What is needed:
Would you please set down, word for word, the lines from the one with "[point] at the windshield" through the final line of the data below, omitting any pictures?

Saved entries
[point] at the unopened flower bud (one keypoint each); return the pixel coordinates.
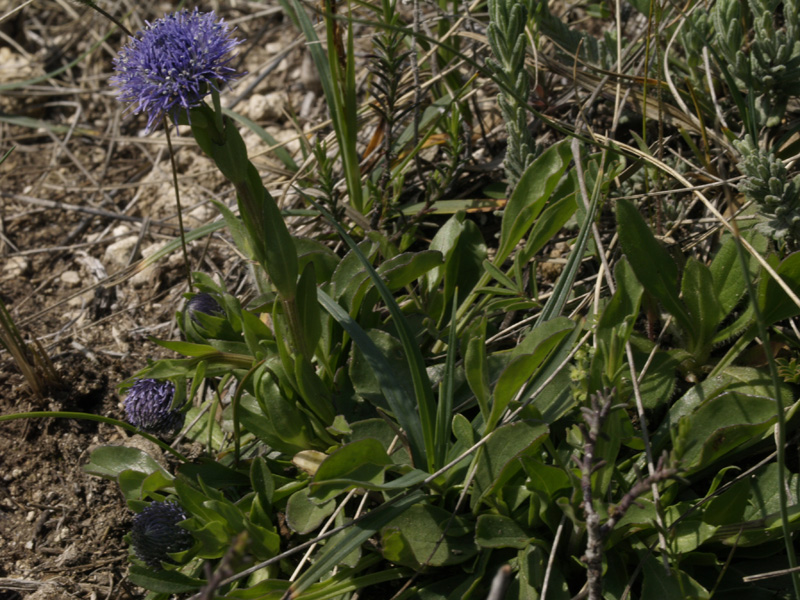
(149, 406)
(204, 303)
(155, 533)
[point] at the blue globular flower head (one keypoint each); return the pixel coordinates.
(174, 63)
(149, 406)
(204, 303)
(155, 533)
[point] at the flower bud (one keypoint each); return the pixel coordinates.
(149, 406)
(155, 533)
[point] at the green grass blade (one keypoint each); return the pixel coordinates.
(422, 385)
(360, 533)
(444, 409)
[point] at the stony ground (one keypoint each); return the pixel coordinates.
(84, 198)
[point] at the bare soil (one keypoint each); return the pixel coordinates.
(84, 197)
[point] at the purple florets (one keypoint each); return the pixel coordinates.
(174, 63)
(155, 533)
(149, 406)
(204, 303)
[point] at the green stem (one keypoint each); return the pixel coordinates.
(174, 166)
(781, 423)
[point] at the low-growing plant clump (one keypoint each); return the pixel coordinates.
(570, 373)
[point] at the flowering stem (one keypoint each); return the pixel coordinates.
(217, 109)
(178, 203)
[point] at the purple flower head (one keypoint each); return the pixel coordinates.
(204, 303)
(155, 533)
(149, 406)
(174, 63)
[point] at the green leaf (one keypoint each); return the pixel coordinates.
(659, 585)
(729, 506)
(351, 466)
(550, 222)
(499, 460)
(653, 265)
(110, 461)
(501, 277)
(744, 380)
(280, 152)
(237, 230)
(730, 283)
(358, 533)
(464, 250)
(187, 348)
(775, 304)
(476, 366)
(498, 531)
(522, 368)
(725, 423)
(308, 309)
(530, 195)
(163, 581)
(304, 515)
(406, 268)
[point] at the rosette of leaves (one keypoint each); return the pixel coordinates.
(174, 63)
(767, 184)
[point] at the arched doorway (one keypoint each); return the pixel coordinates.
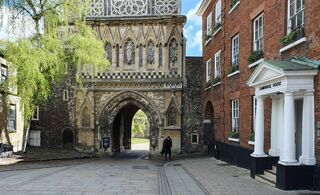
(123, 129)
(208, 124)
(116, 120)
(67, 139)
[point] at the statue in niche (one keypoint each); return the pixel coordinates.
(172, 116)
(129, 52)
(108, 49)
(150, 53)
(173, 51)
(85, 122)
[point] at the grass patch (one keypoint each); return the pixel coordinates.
(139, 141)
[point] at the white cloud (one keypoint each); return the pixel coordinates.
(192, 17)
(193, 30)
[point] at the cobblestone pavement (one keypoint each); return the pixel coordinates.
(128, 173)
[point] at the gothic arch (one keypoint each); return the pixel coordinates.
(208, 111)
(123, 99)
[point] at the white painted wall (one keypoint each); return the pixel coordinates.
(14, 26)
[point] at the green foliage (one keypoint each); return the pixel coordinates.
(208, 84)
(251, 138)
(233, 134)
(233, 68)
(139, 123)
(292, 36)
(216, 80)
(255, 56)
(233, 3)
(39, 62)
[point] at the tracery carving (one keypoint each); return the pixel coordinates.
(108, 49)
(172, 116)
(150, 53)
(173, 51)
(129, 53)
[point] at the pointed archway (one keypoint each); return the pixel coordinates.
(120, 111)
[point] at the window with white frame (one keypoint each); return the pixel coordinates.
(35, 116)
(4, 73)
(218, 12)
(209, 24)
(34, 138)
(254, 112)
(217, 65)
(208, 70)
(235, 50)
(235, 115)
(12, 118)
(295, 14)
(258, 33)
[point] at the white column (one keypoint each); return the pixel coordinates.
(274, 149)
(259, 134)
(308, 131)
(289, 144)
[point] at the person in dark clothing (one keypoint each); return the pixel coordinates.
(167, 144)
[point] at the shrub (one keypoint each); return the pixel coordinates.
(233, 134)
(208, 84)
(216, 80)
(255, 56)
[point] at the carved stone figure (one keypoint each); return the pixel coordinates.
(172, 116)
(150, 53)
(129, 53)
(173, 51)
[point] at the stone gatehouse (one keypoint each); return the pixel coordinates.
(146, 50)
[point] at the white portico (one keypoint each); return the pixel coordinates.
(290, 84)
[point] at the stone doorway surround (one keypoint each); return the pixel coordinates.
(131, 98)
(285, 81)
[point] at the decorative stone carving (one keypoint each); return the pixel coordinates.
(150, 53)
(85, 122)
(129, 52)
(108, 49)
(99, 8)
(173, 51)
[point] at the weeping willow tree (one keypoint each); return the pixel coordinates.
(61, 39)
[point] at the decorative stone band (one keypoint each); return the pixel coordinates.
(114, 8)
(131, 75)
(149, 86)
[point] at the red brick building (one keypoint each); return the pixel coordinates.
(261, 86)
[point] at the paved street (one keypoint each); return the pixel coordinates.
(129, 173)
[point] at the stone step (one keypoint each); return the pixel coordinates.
(263, 179)
(274, 168)
(271, 175)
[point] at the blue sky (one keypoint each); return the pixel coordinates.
(193, 28)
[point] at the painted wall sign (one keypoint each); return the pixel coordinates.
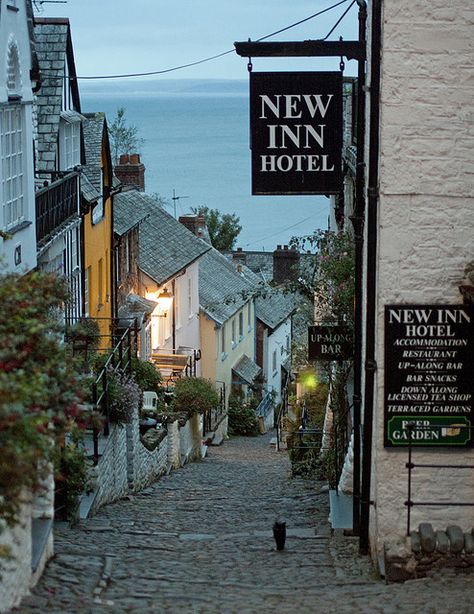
(296, 132)
(330, 343)
(429, 379)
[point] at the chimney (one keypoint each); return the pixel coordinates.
(197, 225)
(130, 171)
(285, 264)
(239, 258)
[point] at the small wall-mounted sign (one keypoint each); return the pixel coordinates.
(429, 385)
(17, 254)
(330, 343)
(296, 132)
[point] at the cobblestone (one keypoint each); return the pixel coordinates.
(200, 540)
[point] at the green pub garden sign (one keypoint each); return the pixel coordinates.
(429, 375)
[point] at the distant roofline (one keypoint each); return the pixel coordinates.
(46, 21)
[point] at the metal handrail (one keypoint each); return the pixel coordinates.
(410, 465)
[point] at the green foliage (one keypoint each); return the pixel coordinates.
(72, 473)
(40, 390)
(124, 137)
(223, 228)
(124, 394)
(146, 375)
(242, 418)
(194, 394)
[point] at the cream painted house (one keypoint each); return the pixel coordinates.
(168, 272)
(228, 326)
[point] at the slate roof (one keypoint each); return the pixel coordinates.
(166, 247)
(222, 291)
(246, 369)
(93, 130)
(88, 190)
(52, 45)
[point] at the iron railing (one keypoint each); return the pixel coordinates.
(282, 411)
(212, 417)
(55, 205)
(119, 361)
(265, 406)
(410, 465)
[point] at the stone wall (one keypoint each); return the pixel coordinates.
(18, 544)
(190, 437)
(174, 459)
(425, 228)
(144, 466)
(112, 469)
(15, 572)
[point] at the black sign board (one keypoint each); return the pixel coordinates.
(296, 132)
(330, 343)
(429, 381)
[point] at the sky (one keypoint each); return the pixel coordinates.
(121, 36)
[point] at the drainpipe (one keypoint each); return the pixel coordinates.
(358, 223)
(173, 315)
(372, 200)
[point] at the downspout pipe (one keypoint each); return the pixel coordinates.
(358, 223)
(372, 204)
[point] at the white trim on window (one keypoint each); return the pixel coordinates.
(12, 164)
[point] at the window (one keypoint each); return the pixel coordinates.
(98, 210)
(87, 279)
(100, 282)
(177, 303)
(223, 340)
(190, 296)
(70, 145)
(11, 148)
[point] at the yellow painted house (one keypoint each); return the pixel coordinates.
(96, 188)
(227, 326)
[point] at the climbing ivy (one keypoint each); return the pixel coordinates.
(40, 389)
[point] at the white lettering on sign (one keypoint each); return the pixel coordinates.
(292, 105)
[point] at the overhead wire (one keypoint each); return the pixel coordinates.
(274, 234)
(218, 55)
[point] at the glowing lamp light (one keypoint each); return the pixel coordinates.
(309, 380)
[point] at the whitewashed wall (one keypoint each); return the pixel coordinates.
(426, 223)
(275, 342)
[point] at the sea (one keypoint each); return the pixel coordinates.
(196, 152)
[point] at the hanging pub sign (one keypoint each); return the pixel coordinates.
(296, 132)
(429, 382)
(330, 343)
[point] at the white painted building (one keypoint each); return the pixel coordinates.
(424, 230)
(18, 78)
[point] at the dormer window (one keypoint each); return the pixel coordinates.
(11, 172)
(13, 72)
(69, 140)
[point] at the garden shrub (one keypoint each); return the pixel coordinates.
(194, 394)
(242, 418)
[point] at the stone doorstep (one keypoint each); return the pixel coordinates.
(89, 444)
(341, 510)
(40, 531)
(85, 505)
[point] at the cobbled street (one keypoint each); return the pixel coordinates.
(200, 540)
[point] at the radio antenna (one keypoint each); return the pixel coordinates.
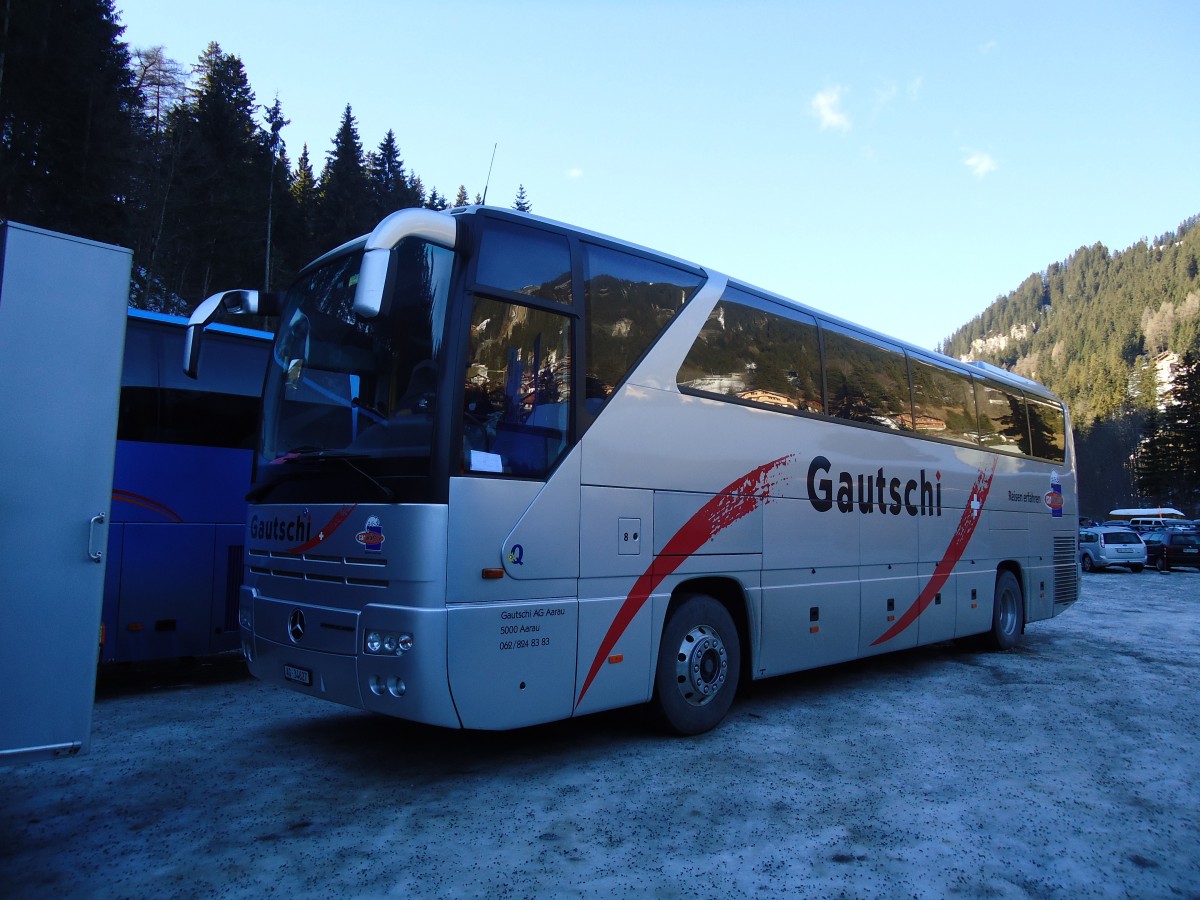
(490, 173)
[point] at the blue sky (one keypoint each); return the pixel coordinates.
(900, 165)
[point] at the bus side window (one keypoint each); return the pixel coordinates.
(867, 383)
(1048, 430)
(1003, 423)
(629, 301)
(943, 403)
(517, 400)
(753, 351)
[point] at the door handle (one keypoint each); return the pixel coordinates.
(94, 553)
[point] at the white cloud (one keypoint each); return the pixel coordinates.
(979, 163)
(826, 107)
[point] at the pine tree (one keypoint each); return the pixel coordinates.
(70, 119)
(215, 214)
(389, 184)
(346, 208)
(522, 202)
(305, 197)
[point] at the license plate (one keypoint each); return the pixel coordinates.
(300, 676)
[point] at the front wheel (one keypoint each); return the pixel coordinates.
(700, 660)
(1007, 613)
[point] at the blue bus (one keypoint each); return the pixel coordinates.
(184, 460)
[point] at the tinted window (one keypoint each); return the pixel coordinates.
(168, 415)
(629, 301)
(867, 383)
(1048, 430)
(943, 403)
(526, 261)
(755, 351)
(1002, 421)
(517, 400)
(1122, 538)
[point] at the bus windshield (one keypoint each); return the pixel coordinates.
(360, 388)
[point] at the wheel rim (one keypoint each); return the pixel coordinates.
(701, 666)
(1008, 615)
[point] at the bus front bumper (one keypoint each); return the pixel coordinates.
(325, 653)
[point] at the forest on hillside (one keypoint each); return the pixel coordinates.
(1116, 336)
(183, 165)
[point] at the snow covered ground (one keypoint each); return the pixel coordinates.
(1065, 768)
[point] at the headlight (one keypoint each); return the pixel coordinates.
(388, 643)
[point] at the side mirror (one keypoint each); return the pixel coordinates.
(227, 303)
(430, 225)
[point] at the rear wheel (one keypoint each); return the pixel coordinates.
(1007, 613)
(700, 660)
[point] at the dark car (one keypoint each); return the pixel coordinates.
(1168, 550)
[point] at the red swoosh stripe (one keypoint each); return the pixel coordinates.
(136, 499)
(330, 527)
(951, 558)
(735, 502)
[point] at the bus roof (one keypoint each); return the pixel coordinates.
(1156, 513)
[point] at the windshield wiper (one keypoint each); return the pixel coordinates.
(312, 454)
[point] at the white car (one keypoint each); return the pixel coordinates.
(1105, 545)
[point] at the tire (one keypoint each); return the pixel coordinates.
(700, 663)
(1007, 613)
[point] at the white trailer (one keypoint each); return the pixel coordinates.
(63, 305)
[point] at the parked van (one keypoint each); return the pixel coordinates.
(1153, 523)
(1104, 545)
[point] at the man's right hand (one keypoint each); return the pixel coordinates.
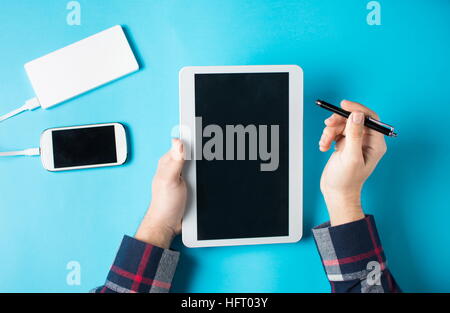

Answer for the task:
[point] at the windshield wiper (one keypoint each); return the pixel coordinates.
(312, 454)
[point] at the white car (one keypoint each); return the pixel coordinates.
(1105, 545)
[point] at the tire (one keypoint each); return the pixel coordinates.
(700, 663)
(1007, 613)
[point] at the white trailer (one keypoint each); return the pixel coordinates.
(63, 305)
[point] at the parked van (one keypoint each); return the pixel coordinates.
(1153, 523)
(1104, 545)
[point] at the man's right hand (one keypoint each); return the pixel coordinates.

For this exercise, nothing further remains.